Drop all images and give the records again exactly.
━━ EXERCISE MATERIAL ━━
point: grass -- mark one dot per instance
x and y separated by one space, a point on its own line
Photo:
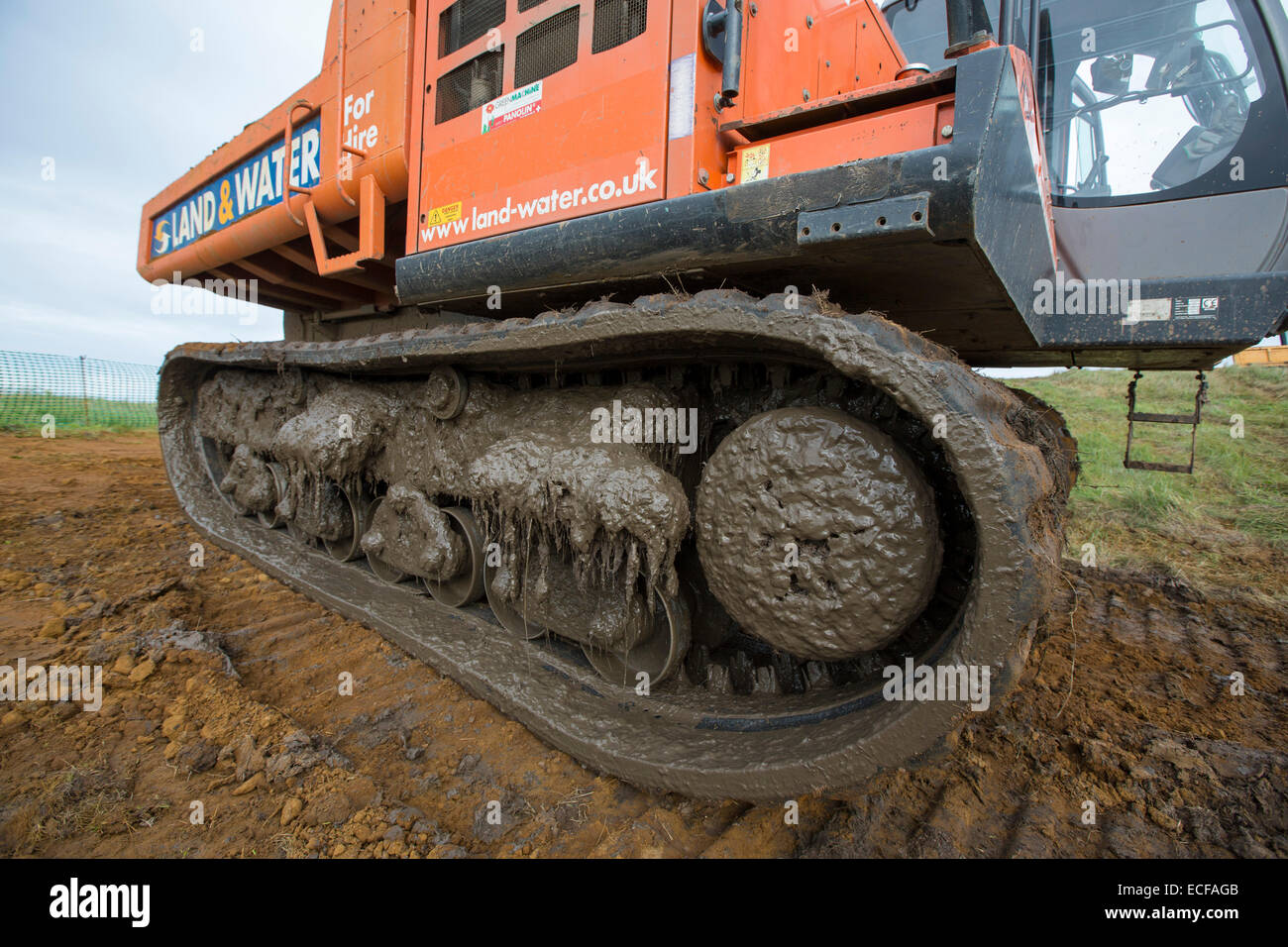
1227 525
26 412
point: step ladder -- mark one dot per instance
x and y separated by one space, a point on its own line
1134 418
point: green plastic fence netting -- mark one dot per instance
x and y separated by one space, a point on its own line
75 392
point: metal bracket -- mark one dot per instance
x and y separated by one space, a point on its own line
1134 418
372 232
721 38
889 218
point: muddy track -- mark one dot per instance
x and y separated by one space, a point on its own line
1125 701
1004 476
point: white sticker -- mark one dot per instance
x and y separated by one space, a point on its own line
683 84
1147 311
755 163
513 106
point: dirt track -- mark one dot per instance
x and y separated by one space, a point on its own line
222 688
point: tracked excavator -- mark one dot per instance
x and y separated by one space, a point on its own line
630 346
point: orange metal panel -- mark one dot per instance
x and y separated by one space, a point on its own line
375 86
810 50
889 132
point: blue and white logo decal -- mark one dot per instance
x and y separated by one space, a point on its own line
253 184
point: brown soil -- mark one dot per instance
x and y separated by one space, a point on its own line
1126 701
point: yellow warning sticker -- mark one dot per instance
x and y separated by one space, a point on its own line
755 163
445 214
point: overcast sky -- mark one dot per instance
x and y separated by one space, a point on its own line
114 91
119 98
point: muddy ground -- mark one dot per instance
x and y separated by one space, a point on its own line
220 689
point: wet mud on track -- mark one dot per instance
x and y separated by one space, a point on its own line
222 688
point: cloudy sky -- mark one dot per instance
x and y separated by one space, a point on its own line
120 101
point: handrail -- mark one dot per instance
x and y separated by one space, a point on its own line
287 187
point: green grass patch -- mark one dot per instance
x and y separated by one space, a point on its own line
1225 525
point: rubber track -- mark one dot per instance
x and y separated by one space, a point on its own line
1006 459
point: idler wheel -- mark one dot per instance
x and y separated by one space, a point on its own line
217 458
658 656
467 586
446 392
349 545
818 532
270 518
498 582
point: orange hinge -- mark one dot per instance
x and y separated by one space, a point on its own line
372 232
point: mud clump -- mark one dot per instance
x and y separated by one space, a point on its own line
413 536
249 480
816 532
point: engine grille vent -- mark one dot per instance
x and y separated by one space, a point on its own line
546 48
469 85
465 21
617 22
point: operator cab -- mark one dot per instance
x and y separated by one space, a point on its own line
1164 124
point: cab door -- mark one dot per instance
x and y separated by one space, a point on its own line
539 111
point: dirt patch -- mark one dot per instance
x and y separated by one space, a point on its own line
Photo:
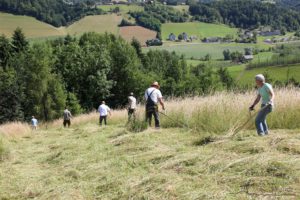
140 33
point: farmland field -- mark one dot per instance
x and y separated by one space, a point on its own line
32 27
199 50
198 29
275 73
123 8
140 33
97 23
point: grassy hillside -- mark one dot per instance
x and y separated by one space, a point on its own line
197 29
199 50
140 33
123 8
89 162
32 27
98 23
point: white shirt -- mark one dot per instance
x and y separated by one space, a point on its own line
132 102
103 110
156 94
34 122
━━━
ANSWER
point: grass -- mark one dot per instance
x and y separated by one space, a point on its own line
Photo:
1227 525
26 412
point: step ladder -- mark one dot per instance
x and y separated by one space, a point on its own line
1134 418
point: green plastic fence netting -- mark one dot per instance
x and y separated by one space, a point on its own line
75 392
point: metal bracket -- mark one dot per instance
x and y separated by one space, a point on its own line
1134 418
372 232
721 38
889 218
point: muddy track -- mark one dot per instance
x and y separated by one space, a point on its own line
1125 701
1004 476
point: white sticker -- mark one dot per instance
x and y separated by one space, a point on its own line
683 84
1147 311
755 163
513 106
point: dirt track -- mark one dot per instance
x and y separated by one space, a point on its own line
222 688
point: tracked excavator -- mark one dot per instance
x and y separated by one space, a point on its own line
630 346
point: orange metal panel -- mark one dot per instance
x and y separated by one space, a point on its own line
375 86
810 50
889 132
point: blue and white logo decal -- mark one dot per instance
x and y separated by one space, a point on its own line
253 184
point: brown soil -- mark one dot per instance
x and y separated by one space, a point on its own line
1126 701
point: yellow warning sticker -- mark one dot per instance
x and y separated by one space, a point on its own line
755 163
445 214
point: overcast sky -- mark one dot per instance
x and y separated by one space, a point on its own line
114 91
119 98
point: muddy ground -- mark one dot per instance
x and y separated by one space, a point on its own line
220 689
point: wet mud on track -- mark one dot per instance
x and y separated by one space, a point on its own line
222 688
point: cloudy sky -- mark one dot per instance
x and y separated by one space, a point on its own line
120 101
point: handrail -- mark one dot per instance
x and y separated by one space, a point on its own line
287 187
point: green grass patch -- mark one dot per instance
x and y separated by one space, a point on its own line
1225 525
point: rubber track -- mark one dot per instance
x and y separated by one space, a point on its own line
1006 459
point: idler wheel -- mark one dot per instance
x and y separated by one space, a point on its own line
217 458
658 656
467 586
446 392
349 545
818 532
270 518
498 582
point: orange hinge -- mark one dot per instance
x and y separated by one space, a point on its own line
372 232
point: mud clump -- mark one dot per instance
x and y separated by one space, a point on its own line
413 536
249 480
816 532
point: engine grille vent -- mark one dot per instance
x and y separated by one space, a point on its own line
546 48
469 85
465 21
617 22
point: operator cab -- mark one dot per instance
x and y separated by one space, a point on its own line
1164 124
point: cab door -- mark one dot per instance
x and y separated by one space, a point on its own line
539 111
point: dirt patch -- mark one dot per instance
x and y separated by one space, a point on its own line
Photo:
140 33
point: farmland field -- mark one dot per instance
x and y separated by one space, a point on its own line
32 27
199 50
198 29
275 73
123 8
140 33
97 23
point: grassy hillside -- mark one dot per instance
x and y separated by one space, a point on its own line
197 29
199 50
140 33
123 8
89 162
32 27
98 23
point: white shirt -- mark one dot per instance
x and y separated by one space, a point on its own line
132 102
103 110
156 94
34 122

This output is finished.